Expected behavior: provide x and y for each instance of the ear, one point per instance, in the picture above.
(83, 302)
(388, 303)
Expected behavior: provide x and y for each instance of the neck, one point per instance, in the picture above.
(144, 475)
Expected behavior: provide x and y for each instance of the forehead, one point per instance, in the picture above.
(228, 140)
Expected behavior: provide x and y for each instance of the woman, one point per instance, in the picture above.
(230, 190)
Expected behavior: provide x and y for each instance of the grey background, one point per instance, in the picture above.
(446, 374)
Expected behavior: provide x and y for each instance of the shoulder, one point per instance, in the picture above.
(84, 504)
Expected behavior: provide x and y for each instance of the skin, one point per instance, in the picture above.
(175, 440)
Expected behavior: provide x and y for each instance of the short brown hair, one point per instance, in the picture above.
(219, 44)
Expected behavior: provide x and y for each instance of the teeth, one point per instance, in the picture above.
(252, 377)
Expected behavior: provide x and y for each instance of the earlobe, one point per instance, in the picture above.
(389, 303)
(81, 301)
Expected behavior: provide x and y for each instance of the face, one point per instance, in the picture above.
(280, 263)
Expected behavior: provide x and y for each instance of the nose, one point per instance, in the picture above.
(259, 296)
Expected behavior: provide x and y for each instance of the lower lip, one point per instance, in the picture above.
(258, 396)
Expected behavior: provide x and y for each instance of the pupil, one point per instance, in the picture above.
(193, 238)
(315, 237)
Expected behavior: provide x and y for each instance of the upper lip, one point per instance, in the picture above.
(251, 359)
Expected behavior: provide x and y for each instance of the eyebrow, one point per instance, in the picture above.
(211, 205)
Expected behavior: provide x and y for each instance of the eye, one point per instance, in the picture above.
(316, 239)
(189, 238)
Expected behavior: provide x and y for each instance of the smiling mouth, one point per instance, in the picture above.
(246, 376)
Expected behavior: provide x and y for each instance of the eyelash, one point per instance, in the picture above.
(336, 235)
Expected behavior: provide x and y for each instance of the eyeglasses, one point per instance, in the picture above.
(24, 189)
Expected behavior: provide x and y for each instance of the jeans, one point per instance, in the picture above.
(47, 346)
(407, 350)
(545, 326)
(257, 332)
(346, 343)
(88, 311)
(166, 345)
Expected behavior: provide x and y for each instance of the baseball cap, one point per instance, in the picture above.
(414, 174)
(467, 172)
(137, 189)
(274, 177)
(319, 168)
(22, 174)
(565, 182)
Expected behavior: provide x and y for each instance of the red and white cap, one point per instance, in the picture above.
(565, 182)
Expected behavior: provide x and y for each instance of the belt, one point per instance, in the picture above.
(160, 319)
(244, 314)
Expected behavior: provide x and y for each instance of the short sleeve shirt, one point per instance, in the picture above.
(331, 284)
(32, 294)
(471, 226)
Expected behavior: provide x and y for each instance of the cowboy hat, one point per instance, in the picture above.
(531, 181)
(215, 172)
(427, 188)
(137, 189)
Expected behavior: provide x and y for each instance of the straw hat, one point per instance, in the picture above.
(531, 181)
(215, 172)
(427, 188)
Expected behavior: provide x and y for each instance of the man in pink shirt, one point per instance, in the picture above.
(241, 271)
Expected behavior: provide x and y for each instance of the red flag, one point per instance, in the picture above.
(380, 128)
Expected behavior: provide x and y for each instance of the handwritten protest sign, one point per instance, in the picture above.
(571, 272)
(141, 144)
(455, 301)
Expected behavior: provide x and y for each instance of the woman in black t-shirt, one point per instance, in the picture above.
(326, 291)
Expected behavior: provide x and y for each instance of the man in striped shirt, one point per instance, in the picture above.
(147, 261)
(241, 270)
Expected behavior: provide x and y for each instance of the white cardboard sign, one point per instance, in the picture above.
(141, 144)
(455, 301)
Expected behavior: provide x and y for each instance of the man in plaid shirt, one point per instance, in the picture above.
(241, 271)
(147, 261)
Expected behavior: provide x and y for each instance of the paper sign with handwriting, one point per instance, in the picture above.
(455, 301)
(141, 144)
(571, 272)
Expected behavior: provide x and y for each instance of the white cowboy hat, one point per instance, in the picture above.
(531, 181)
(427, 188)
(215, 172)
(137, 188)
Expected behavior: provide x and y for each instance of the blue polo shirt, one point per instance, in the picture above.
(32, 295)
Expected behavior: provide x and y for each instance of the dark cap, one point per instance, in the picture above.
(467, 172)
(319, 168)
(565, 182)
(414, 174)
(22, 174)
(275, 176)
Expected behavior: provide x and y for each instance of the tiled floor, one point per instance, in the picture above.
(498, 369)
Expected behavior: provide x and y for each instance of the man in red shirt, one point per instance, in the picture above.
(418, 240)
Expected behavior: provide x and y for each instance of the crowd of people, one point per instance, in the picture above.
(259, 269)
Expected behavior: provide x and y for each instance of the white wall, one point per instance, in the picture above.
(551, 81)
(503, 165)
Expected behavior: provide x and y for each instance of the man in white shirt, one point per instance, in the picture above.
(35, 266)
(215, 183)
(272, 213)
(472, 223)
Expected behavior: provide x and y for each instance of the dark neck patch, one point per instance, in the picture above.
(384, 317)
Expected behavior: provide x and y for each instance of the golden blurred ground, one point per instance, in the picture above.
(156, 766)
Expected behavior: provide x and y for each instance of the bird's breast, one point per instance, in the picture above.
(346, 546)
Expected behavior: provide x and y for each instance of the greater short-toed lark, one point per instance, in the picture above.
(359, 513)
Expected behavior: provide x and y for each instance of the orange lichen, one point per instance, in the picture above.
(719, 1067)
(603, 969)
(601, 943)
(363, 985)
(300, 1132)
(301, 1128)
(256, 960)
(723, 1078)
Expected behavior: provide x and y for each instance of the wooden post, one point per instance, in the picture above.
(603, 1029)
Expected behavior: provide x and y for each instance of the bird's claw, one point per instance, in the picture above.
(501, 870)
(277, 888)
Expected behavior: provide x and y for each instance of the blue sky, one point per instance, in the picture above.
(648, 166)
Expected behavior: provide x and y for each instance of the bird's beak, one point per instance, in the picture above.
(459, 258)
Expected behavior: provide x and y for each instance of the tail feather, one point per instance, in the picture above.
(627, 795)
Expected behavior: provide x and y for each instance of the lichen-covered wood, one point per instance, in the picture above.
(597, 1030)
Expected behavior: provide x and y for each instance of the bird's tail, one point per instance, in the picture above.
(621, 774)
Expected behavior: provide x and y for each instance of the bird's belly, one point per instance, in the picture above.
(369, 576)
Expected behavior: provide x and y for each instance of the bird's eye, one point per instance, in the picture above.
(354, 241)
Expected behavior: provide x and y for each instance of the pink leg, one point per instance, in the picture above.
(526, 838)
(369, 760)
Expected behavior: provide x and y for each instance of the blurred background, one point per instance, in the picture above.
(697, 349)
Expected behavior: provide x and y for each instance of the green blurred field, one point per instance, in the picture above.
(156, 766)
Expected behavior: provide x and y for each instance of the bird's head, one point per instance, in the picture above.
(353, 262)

====================

→ Instrucciones de la tarea
Copia de nuevo todos los registros, pero sustituye "picture" por "image" y deja el resto sin cambios.

→ Respuesta
Expected behavior: provide x and y for each instance of the ear, one point per instance, in the image above.
(83, 302)
(388, 303)
Expected behavior: provide x and y for each instance of the neck, one point per instance, in the image above.
(144, 475)
Expected behavior: provide x and y for each instance of the forehead, one point per instance, in the image above.
(228, 140)
Expected behavior: provide x and y for each instance of the woman, one point per instance, in the image above.
(230, 190)
Expected behavior: provide x and y for each instance of the grey background, one point per instance, in the image above.
(446, 374)
Expected behavior: provide x and y for each instance of the shoulder, one point per instance, in the image above.
(84, 504)
Expected behavior: provide x and y for each instance of the skin, one point per instance, in the image above.
(175, 440)
Expected behavior: provide x and y for each instance of the short brown hair, one point per instance, in the image above.
(219, 44)
Expected behavior: provide x and y for each instance of the teeth, one point per instance, in the image above.
(252, 377)
Expected behavior: provide x and y for each instance of the earlobe, one point per instance, in the image above.
(389, 303)
(81, 301)
Expected behavior: provide x and y for each instance of the face, one point per instance, in the image above.
(280, 263)
Expected behavior: provide x and y for each instance of the nose, one point per instance, in the image above.
(259, 296)
Expected behavior: provide x and y for each instance of the lower lip, one point per instance, in the image above.
(258, 396)
Expected behavior: provide x and y for each instance of the pupil, one point per instance, in the image above.
(193, 238)
(315, 237)
Expected behavior: provide x and y for each instance of the upper lip, one point per instance, in the image above.
(251, 359)
Expected behavior: provide x and y for each instance of the eyebrow, one point per instance, in the image above.
(211, 205)
Expected behavior: provide x and y for each instance of the eye, one point per instance, in the image above.
(316, 239)
(189, 238)
Expected behavior: provide x and y for each instance of the smiling mouth, one point per instance, in the image above.
(246, 376)
Expected behavior: provide x and y for each instance of the eyelash, one point per instance, in the image above.
(336, 235)
Expected behavior: provide x and y for each instance of the eyeglasses, one point per instance, in the image above.
(24, 189)
Expected behavior: provide x and y for each instance of the jeans, one point per instance, in the image above.
(47, 346)
(407, 350)
(545, 326)
(257, 332)
(346, 343)
(88, 311)
(166, 345)
Expected behavior: provide x and y for each instance of the baseball cap, one point per instance, in the image above.
(414, 174)
(467, 172)
(137, 189)
(274, 177)
(319, 168)
(22, 174)
(565, 182)
Expected behavior: provide x and y for each instance of the red and white cap, one point per instance, in the image above.
(565, 182)
Expected behavior: provide x and y for each instance of the belt, one point per instance, in the image above.
(160, 319)
(244, 314)
Expected behavior: provide x and y for each instance of the short sleeve shirt, one point per instance, in the image above.
(331, 284)
(32, 294)
(471, 226)
Expected behavior: provide x and y for each instance of the cowboy hat, one point per instance, in the image above.
(531, 181)
(215, 172)
(427, 188)
(137, 189)
Expected behavior: provide x and y for each instance of the straw hat, one point per instance, in the image above.
(531, 181)
(215, 172)
(427, 188)
Expected behavior: provide x and y for each instance of the man in pink shirt, one point per instance, in the image above.
(241, 271)
Expected behavior: provide x and y for each instance of the red flag, one point per instance, in the image above.
(380, 128)
Expected behavior: provide x and y for each instance of the handwritten protest sign, one point per instance, in the image above.
(571, 272)
(141, 144)
(455, 301)
Expected behavior: provide x and y for each instance of the woman in black t-shirt, one point per instance, in the image above.
(326, 291)
Expected behavior: provide x and y for each instance of the man in striped shirt, one point per instance, in the image above.
(147, 261)
(241, 270)
Expected behavior: provide x and y for each instance of the white cardboard sign, one point per instance, in the image above.
(141, 144)
(455, 301)
Expected behavior: provide x and y for each instance of the man in plaid shirt, one point per instance, in the image above.
(241, 271)
(147, 261)
Expected behavior: provide x and y for each instance of the paper sign with handwriting, one point per instance, in the image above.
(455, 301)
(141, 144)
(571, 272)
Expected behavior: provide x and y for each instance of the white cowboy hat, one point per instance, in the image above.
(531, 181)
(427, 188)
(215, 172)
(137, 188)
Expected behavior: provide x and y for each instance of the blue polo shirt, one point per instance, in the image above.
(32, 295)
Expected behavior: provide x and y for each instance of the dark cap, one point per instance, in the image above.
(467, 172)
(319, 168)
(565, 182)
(414, 174)
(22, 174)
(275, 176)
Expected behavior: provide x and y for each instance of the tiled floor, one point per instance, in the image above.
(498, 369)
Expected behavior: provide x and y for each instance of the man in red shirt, one point per instance, in the image above.
(418, 240)
Expected behavior: provide x and y for each instance of the crowd of people, one point per instance, in the image above.
(259, 269)
Expected behavior: provide x and y for each instance of the white wall, one point per instance, in the image above.
(551, 81)
(503, 165)
Expected behavior: provide x and y for each instance of the man in white shirt, one point per instance, in the image above.
(35, 266)
(215, 183)
(272, 213)
(472, 223)
Expected behavior: provide x and y for each instance of the dark neck patch, one point per instance, in the image above.
(384, 317)
Expected behavior: provide x and y for each instance of the golden blurred ground, one point per instance, in the image above.
(156, 766)
Expected behavior: provide x and y for each instance of the bird's breast, one point per instance, in the image above.
(346, 546)
Expected behavior: provide x and y for each instance of the greater short-toed lark, one point per instance, in the image above.
(359, 513)
Expected behavior: provide x and y for each instance of the orange lichen, one point per instance, in the image above.
(719, 1067)
(603, 969)
(601, 943)
(363, 985)
(300, 1132)
(301, 1128)
(256, 960)
(723, 1078)
Expected behavior: provide x and y for each instance of the wooden post, one point per instance, in the image above.
(603, 1029)
Expected behavior: provide x and y for each instance of the bird's claw, one point per instance, in the image above.
(501, 870)
(277, 888)
Expected behavior: provide x and y for each instance of the blue sky, one point per instance, in the image above.
(648, 166)
Expected behavior: provide x and y for each instance of the bird's beak, one point per instance, in the image above.
(459, 258)
Expected behavior: provide x and y for each instance of the tail feather, one point per instance, in the image above.
(627, 795)
Expected behavior: provide x and y for each instance of the lichen-covered wood, one point per instance, in the image above.
(597, 1030)
Expected behavior: provide x and y for each instance of the bird's tail, one point per instance, in the image above.
(621, 774)
Expected behavior: provide x and y for each instance of the bird's belly, one point per instance, in the image above.
(369, 576)
Expected behavior: provide x and y for each instance of the bird's eye, one point per instance, in the image above.
(354, 241)
Expected behavior: provide x and y for each instance of the pink leg, one point per instance, in the image above.
(526, 838)
(369, 760)
Expected behavior: provide x and y for each instance of the blurred background, one point per instance, in the image above.
(697, 349)
Expected behavior: provide x and y for each instance of the green blurred field, one point per instance, in the image above.
(156, 766)
Expected behavior: provide x and y for each instance of the bird's head, one point per instance, in the image above.
(353, 262)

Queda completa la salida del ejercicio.